Named-object pointing records:
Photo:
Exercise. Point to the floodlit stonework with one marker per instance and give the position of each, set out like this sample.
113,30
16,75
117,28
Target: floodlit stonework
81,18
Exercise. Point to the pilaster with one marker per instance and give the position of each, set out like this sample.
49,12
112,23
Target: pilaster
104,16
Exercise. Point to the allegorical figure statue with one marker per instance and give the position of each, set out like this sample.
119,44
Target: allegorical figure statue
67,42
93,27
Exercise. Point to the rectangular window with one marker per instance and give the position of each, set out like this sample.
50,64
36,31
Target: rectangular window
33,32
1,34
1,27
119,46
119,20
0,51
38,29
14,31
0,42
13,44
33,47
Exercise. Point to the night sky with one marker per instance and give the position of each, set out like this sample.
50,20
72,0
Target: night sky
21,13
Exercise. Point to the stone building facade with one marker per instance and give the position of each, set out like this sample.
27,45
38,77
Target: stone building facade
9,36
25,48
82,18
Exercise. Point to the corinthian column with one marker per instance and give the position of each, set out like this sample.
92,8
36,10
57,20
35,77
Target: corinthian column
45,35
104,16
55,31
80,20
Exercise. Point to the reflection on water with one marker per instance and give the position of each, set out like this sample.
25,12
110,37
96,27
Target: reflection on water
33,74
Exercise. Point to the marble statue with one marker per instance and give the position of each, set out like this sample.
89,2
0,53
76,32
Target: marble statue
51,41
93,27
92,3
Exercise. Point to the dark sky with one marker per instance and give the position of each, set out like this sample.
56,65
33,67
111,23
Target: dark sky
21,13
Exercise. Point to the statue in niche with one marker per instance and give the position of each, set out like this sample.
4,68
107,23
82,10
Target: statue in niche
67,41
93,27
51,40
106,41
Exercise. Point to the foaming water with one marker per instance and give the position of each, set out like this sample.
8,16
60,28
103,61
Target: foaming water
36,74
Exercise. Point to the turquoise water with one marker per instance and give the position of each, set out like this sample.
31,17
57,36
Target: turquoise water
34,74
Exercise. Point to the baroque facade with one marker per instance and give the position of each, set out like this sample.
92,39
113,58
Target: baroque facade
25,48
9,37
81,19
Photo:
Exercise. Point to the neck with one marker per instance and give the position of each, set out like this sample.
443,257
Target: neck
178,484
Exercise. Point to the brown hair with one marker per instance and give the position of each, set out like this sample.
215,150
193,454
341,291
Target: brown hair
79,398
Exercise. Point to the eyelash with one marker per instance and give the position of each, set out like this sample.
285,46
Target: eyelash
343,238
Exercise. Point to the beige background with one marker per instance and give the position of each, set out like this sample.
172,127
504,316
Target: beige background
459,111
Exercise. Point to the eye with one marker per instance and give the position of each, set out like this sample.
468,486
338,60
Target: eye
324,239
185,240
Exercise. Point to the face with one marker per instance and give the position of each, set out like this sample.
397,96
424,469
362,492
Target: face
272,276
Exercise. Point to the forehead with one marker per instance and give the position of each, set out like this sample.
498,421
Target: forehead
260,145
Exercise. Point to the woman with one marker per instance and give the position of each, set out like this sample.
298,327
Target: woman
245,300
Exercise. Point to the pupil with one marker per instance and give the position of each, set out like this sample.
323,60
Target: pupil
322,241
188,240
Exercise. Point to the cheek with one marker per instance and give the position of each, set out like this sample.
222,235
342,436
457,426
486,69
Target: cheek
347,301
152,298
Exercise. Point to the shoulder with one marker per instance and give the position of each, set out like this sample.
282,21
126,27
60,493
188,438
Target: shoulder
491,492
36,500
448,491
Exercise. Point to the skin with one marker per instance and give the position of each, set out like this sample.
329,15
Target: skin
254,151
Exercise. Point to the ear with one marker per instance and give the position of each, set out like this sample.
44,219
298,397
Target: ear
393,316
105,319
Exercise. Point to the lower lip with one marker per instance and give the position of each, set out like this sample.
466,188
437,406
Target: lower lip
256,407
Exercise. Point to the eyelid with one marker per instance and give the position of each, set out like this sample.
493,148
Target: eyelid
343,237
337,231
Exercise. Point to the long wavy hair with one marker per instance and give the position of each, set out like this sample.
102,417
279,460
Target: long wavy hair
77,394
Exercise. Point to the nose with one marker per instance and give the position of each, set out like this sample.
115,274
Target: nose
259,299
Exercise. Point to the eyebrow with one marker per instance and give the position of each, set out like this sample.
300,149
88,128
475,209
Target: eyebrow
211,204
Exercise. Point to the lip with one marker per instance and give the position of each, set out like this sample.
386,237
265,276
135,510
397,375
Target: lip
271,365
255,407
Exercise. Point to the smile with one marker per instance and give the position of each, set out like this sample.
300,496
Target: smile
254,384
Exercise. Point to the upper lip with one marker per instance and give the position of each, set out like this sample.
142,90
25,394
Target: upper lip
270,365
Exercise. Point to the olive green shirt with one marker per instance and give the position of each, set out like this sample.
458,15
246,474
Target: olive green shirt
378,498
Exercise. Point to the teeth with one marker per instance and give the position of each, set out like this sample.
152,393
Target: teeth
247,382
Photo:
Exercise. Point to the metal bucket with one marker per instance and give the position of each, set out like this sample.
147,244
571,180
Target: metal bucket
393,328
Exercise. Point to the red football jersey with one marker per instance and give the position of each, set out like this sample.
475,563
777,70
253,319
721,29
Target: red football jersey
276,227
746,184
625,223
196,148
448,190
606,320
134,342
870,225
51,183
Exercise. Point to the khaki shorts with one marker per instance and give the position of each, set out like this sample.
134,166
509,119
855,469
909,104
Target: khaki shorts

# AIM OF THE EXERCISE
All of the entries above should be written out again exactly.

# ANSWER TO THE EXERCISE
Photo:
Exercise. Point to the floodlit stonework with one marker per instance and give the position of each, set out like this sample.
113,30
16,75
117,28
Target: floodlit stonework
81,18
Exercise. Point to the pilaster with one marker per instance and give the position of each, set out like this sample.
49,12
112,23
Target: pilaster
104,16
Exercise. Point to the allegorical figure statue with one marker per instance and give the position of each, set out like this sample.
119,44
Target: allegorical figure statue
67,42
93,27
Exercise. Point to the rectangular window with one marker per instance and give the position of each, set out like this sample.
50,64
36,31
Target: rectangular window
33,32
1,34
1,27
119,46
119,20
0,51
38,29
14,31
0,42
13,44
33,47
Exercise. Point to the night sky with one marker per instance and give the position of each, set out like this sample.
50,20
72,0
Target: night sky
21,13
Exercise. Point to the stone building facade with one marker per instance and give the position of each, set out like this sample.
27,45
38,77
Target: stone building facade
9,36
25,48
82,18
Exercise. Point to the corinthian column with one marker per instance and give the position of each, set out like this sample.
92,8
36,10
57,20
35,77
Target: corinthian column
45,35
104,16
55,31
80,20
Exercise. Point to the reflection on water with one marker per instance and give the position of each, set out like this sample.
25,12
110,37
96,27
Target: reflection on water
33,74
Exercise. Point to the marble statue with one marker per instance and give the position of each, set out like this sample.
89,2
0,53
76,32
Target: marble statue
51,41
93,27
92,3
Exercise. Point to the dark sky with one marker per instance and give the position of each, set out like this sample.
56,65
33,67
111,23
Target: dark sky
21,13
Exercise. Point to the statue in niche with one marker per instance and give the position of each, set out like this sample.
4,68
107,23
82,10
Target: statue in niche
67,41
93,27
51,40
106,41
Exercise. Point to the foaming water with one marker per instance and give the position of each, set out like this sample.
8,16
60,28
103,61
Target: foaming water
36,74
Exercise. Point to the turquoise water with one marker per instance and give the position of each, set out like this sample.
31,17
57,36
Target: turquoise water
34,74
Exercise. Point to the baroque facade with one marker per instance and give the position of each, set out like this sample.
92,39
113,58
Target: baroque facade
25,48
9,37
81,19
Photo:
Exercise. Point to the neck with one marker per instance and give the position of each, set out like this sample.
443,257
Target: neck
178,484
Exercise. Point to the brown hair with one marker per instance and give the position of each, set out like this sample.
215,150
193,454
341,291
Target: brown hair
79,398
Exercise. Point to the eyelash with one marker per instance and give the position of each, set out like this sample.
285,46
Target: eyelash
343,238
Exercise. Point to the beige background with one marker per instance and give the position of each, set out like this sample.
172,127
504,316
Target: beige background
459,111
Exercise. Point to the eye with one marker per instance and give the position of each, set out like this sample.
468,486
338,60
Target: eye
324,239
185,240
Exercise. Point to the face with one marker per instance and give the position of each, set out like this sample.
397,96
424,469
362,492
Target: face
272,276
Exercise. Point to the forehead with one marker per instance and give the position of each, set out like this sample.
498,421
Target: forehead
260,145
Exercise. Point to the woman with one marker per instance and give the position of each, set out like this sample.
298,327
Target: woman
245,300
Exercise. Point to the pupil with one marker per instance and give the position of each, set out like this sample.
323,60
Target: pupil
322,241
188,240
Exercise. Point to the cheek with one marker per instance and give the position of each, set out like this sample.
222,235
342,436
457,426
486,69
Target: cheek
347,301
152,298
Exercise. Point to the shoulder with one marker per instance and give the position of each, set out like this sample.
282,21
126,27
60,493
188,438
Target: shoulder
491,492
36,500
448,491
Exercise. Point to the skin with one marker per instance and give the position of each, set out like this sample.
329,15
Target: skin
254,151
Exercise. Point to the ear with one marker per instance and give the position of each, set out like this sample.
44,219
298,397
Target: ear
393,316
105,319
Exercise. Point to the lower lip with one marker per instance and give the position of each, set out like this sample.
466,188
437,406
Target: lower lip
256,407
Exercise. Point to the eyelid with one marker per instance and give the position of each, set out like this sample.
493,148
Target: eyelid
343,237
337,231
Exercise. Point to the long wavy hair with one marker per instance and give the position of each, set out like this sample.
102,417
279,460
Target: long wavy hair
77,394
Exercise. Point to the nose with one marker per instance and give the position of each, set out like this sample.
115,274
Target: nose
259,299
Exercise. Point to the eyebrow with one marker per instance and give the position of each, set out like this sample.
300,149
88,128
475,209
Target: eyebrow
211,204
Exercise. Point to the lip with one marker per instance and give the position of each, set out like this sample.
386,237
265,276
135,510
397,375
Target: lip
271,365
255,407
Exercise. Point to the smile with one marker per instance and give the position of each, set out like this sample.
300,496
Target: smile
254,384
Exercise. Point to the upper lip with one marker per instance and give the position of each, set out like this sample.
142,90
25,394
Target: upper lip
270,365
Exercise. Point to the olive green shirt with one marker per instance and give the position of each, set out like this sample.
458,15
246,474
Target: olive green shirt
378,498
Exercise. Point to the teeth with one marker per instance and give the position of each, set out like this sample.
152,393
Target: teeth
247,382
Photo:
Exercise. Point to the metal bucket with one marker per instance and give the position of each, set out like this sample.
147,244
571,180
Target: metal bucket
393,328
Exercise. Point to the red football jersey with one marker per instance and give the position of each, set out like this sample.
475,563
777,70
253,319
721,29
Target: red football jersey
276,227
746,184
625,223
196,148
448,190
606,320
134,342
870,225
51,183
Exercise. Point to the khaki shorts with one marker per instance and give the position of each, set out like this sample.
134,166
509,119
855,469
909,104
Target: khaki shorts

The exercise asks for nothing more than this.